[Collected data entries]
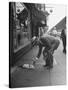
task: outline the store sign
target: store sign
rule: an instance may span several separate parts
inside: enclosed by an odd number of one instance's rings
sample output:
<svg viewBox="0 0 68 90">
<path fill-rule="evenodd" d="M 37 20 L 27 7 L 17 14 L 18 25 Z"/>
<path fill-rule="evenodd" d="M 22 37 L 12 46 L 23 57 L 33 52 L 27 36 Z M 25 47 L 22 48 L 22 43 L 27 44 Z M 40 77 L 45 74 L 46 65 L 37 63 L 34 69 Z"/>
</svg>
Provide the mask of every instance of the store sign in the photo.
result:
<svg viewBox="0 0 68 90">
<path fill-rule="evenodd" d="M 16 13 L 19 14 L 24 8 L 24 4 L 21 5 L 20 2 L 16 2 Z"/>
</svg>

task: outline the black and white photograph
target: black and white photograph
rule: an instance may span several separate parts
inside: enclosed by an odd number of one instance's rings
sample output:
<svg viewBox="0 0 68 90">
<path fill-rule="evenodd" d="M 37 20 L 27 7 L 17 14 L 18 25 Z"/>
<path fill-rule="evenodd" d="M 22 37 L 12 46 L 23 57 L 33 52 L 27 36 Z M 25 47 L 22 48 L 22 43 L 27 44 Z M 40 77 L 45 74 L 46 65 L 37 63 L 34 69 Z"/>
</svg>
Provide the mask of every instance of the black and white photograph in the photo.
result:
<svg viewBox="0 0 68 90">
<path fill-rule="evenodd" d="M 9 2 L 9 87 L 66 85 L 67 6 Z"/>
</svg>

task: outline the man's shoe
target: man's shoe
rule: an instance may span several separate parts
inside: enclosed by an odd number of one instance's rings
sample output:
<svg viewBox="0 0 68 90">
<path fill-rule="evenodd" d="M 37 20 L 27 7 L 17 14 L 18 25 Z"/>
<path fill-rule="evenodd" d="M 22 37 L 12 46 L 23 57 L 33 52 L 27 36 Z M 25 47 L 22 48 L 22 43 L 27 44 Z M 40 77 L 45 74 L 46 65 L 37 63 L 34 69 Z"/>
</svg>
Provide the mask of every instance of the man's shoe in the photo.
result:
<svg viewBox="0 0 68 90">
<path fill-rule="evenodd" d="M 46 64 L 46 65 L 43 65 L 43 67 L 48 67 L 48 65 Z"/>
<path fill-rule="evenodd" d="M 47 69 L 52 69 L 52 68 L 53 68 L 53 65 L 47 67 Z"/>
</svg>

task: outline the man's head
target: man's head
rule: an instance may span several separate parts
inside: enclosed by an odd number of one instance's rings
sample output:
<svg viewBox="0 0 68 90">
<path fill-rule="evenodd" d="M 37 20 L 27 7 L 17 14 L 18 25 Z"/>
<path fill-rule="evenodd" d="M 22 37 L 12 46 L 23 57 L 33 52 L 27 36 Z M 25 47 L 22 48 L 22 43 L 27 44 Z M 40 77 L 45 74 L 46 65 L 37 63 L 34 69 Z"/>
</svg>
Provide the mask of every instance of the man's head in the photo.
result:
<svg viewBox="0 0 68 90">
<path fill-rule="evenodd" d="M 34 37 L 33 37 L 33 41 L 35 42 L 35 45 L 39 45 L 39 43 L 40 43 L 40 38 L 34 36 Z"/>
</svg>

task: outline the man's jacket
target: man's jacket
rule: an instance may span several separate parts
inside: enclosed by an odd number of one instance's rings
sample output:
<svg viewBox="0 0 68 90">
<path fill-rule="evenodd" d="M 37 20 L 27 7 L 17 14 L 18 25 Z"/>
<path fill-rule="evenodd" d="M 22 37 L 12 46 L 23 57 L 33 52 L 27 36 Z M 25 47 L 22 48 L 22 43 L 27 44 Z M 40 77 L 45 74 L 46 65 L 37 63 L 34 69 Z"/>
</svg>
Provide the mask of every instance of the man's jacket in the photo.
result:
<svg viewBox="0 0 68 90">
<path fill-rule="evenodd" d="M 39 52 L 37 57 L 40 57 L 43 47 L 45 47 L 47 50 L 52 49 L 54 51 L 58 48 L 59 43 L 59 40 L 56 39 L 54 36 L 45 35 L 45 37 L 41 37 L 39 40 Z"/>
</svg>

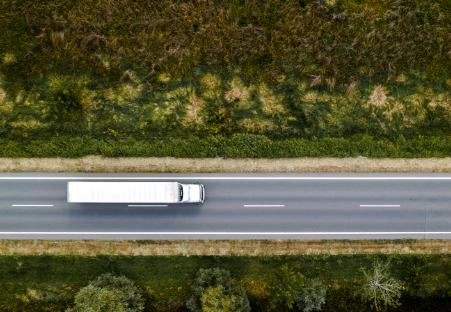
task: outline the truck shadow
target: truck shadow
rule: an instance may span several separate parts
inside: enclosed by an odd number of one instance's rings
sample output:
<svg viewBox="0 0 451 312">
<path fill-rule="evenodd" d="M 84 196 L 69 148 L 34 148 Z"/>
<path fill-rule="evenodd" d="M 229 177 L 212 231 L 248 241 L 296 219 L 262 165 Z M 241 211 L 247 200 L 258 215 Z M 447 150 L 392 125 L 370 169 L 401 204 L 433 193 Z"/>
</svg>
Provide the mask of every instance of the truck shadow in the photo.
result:
<svg viewBox="0 0 451 312">
<path fill-rule="evenodd" d="M 137 205 L 137 204 L 134 204 Z M 144 205 L 144 204 L 143 204 Z M 137 218 L 168 218 L 195 217 L 202 211 L 202 204 L 168 204 L 167 207 L 128 207 L 128 204 L 74 204 L 69 210 L 71 217 L 137 217 Z"/>
</svg>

## AIM OF THE TASK
Your task is to transcribe all of the records precisely, with no images included.

## ANSWER TO THE EXERCISE
task: outline the store sign
target: store sign
rule: an instance may span several separate parts
inside: enclosed by an odd number of one instance's rings
sample output:
<svg viewBox="0 0 68 90">
<path fill-rule="evenodd" d="M 37 20 L 27 7 L 17 14 L 18 25 Z"/>
<path fill-rule="evenodd" d="M 22 37 L 12 46 L 23 57 L 33 52 L 27 36 Z M 25 47 L 22 48 L 22 43 L 27 44 Z M 40 77 L 45 74 L 46 65 L 37 63 L 34 69 Z"/>
</svg>
Provide the mask of every instance of the store sign in the photo.
result:
<svg viewBox="0 0 68 90">
<path fill-rule="evenodd" d="M 16 13 L 19 14 L 24 8 L 24 4 L 21 5 L 20 2 L 16 2 Z"/>
</svg>

task: outline the black and white photograph
target: black and white photograph
rule: an instance may span several separate parts
inside: enclosed by an odd number of one instance's rings
sample output:
<svg viewBox="0 0 68 90">
<path fill-rule="evenodd" d="M 37 20 L 27 7 L 17 14 L 18 25 Z"/>
<path fill-rule="evenodd" d="M 22 37 L 12 46 L 23 57 L 33 52 L 27 36 Z M 25 47 L 22 48 L 22 43 L 27 44 Z M 40 77 L 45 74 L 46 65 L 37 63 L 34 69 Z"/>
</svg>
Provide the mask of every instance of the black and white photograph in the photo.
result:
<svg viewBox="0 0 68 90">
<path fill-rule="evenodd" d="M 9 2 L 9 87 L 66 85 L 67 6 Z"/>
</svg>

task: outline the man's shoe
target: man's shoe
rule: an instance may span several separate parts
inside: enclosed by an odd number of one instance's rings
sample output:
<svg viewBox="0 0 68 90">
<path fill-rule="evenodd" d="M 37 20 L 27 7 L 17 14 L 18 25 Z"/>
<path fill-rule="evenodd" d="M 22 37 L 12 46 L 23 57 L 33 52 L 27 36 Z M 25 47 L 22 48 L 22 43 L 27 44 Z M 40 77 L 45 74 L 46 65 L 37 63 L 34 69 Z"/>
</svg>
Provide the mask of every instance of the man's shoe in the photo.
result:
<svg viewBox="0 0 68 90">
<path fill-rule="evenodd" d="M 46 64 L 46 65 L 43 65 L 43 67 L 48 67 L 48 65 Z"/>
<path fill-rule="evenodd" d="M 47 69 L 52 69 L 52 68 L 53 68 L 53 65 L 47 67 Z"/>
</svg>

task: outline the man's head
target: man's head
rule: an instance may span several separate parts
inside: enclosed by an odd number of one instance's rings
sample output:
<svg viewBox="0 0 68 90">
<path fill-rule="evenodd" d="M 37 20 L 27 7 L 17 14 L 18 25 Z"/>
<path fill-rule="evenodd" d="M 22 37 L 12 46 L 23 57 L 33 52 L 27 36 Z M 25 47 L 22 48 L 22 43 L 27 44 Z M 40 77 L 45 74 L 46 65 L 37 63 L 34 69 Z"/>
</svg>
Provide the mask of every instance of the man's head in the photo.
result:
<svg viewBox="0 0 68 90">
<path fill-rule="evenodd" d="M 34 37 L 33 37 L 33 41 L 35 42 L 35 45 L 39 45 L 39 43 L 40 43 L 40 38 L 34 36 Z"/>
</svg>

task: outline the man's jacket
target: man's jacket
rule: an instance may span several separate parts
inside: enclosed by an odd number of one instance's rings
sample output:
<svg viewBox="0 0 68 90">
<path fill-rule="evenodd" d="M 37 20 L 27 7 L 17 14 L 18 25 Z"/>
<path fill-rule="evenodd" d="M 22 37 L 12 46 L 23 57 L 33 52 L 27 36 Z M 25 47 L 22 48 L 22 43 L 27 44 Z M 40 77 L 45 74 L 46 65 L 37 63 L 34 69 Z"/>
</svg>
Provide the mask of every instance of the man's jacket in the photo.
result:
<svg viewBox="0 0 68 90">
<path fill-rule="evenodd" d="M 39 52 L 37 57 L 40 57 L 43 47 L 45 47 L 47 50 L 52 49 L 54 51 L 58 48 L 59 43 L 59 40 L 56 39 L 54 36 L 45 35 L 45 37 L 41 37 L 39 40 Z"/>
</svg>

task: outline the truck shadow
target: truck shadow
rule: an instance may span several separate parts
inside: enclosed by an odd number of one instance's rings
sample output:
<svg viewBox="0 0 451 312">
<path fill-rule="evenodd" d="M 84 196 L 69 148 L 34 148 Z"/>
<path fill-rule="evenodd" d="M 229 177 L 212 231 L 248 241 L 296 219 L 262 165 Z M 241 211 L 247 200 L 258 215 Z M 447 150 L 392 125 L 370 169 L 401 204 L 433 193 Z"/>
</svg>
Provide the mask of every instance of the truck shadow in the photo.
result:
<svg viewBox="0 0 451 312">
<path fill-rule="evenodd" d="M 137 205 L 137 204 L 134 204 Z M 144 205 L 144 204 L 143 204 Z M 137 218 L 168 218 L 195 217 L 202 211 L 202 204 L 168 204 L 167 207 L 128 207 L 128 204 L 74 204 L 69 210 L 71 217 L 137 217 Z"/>
</svg>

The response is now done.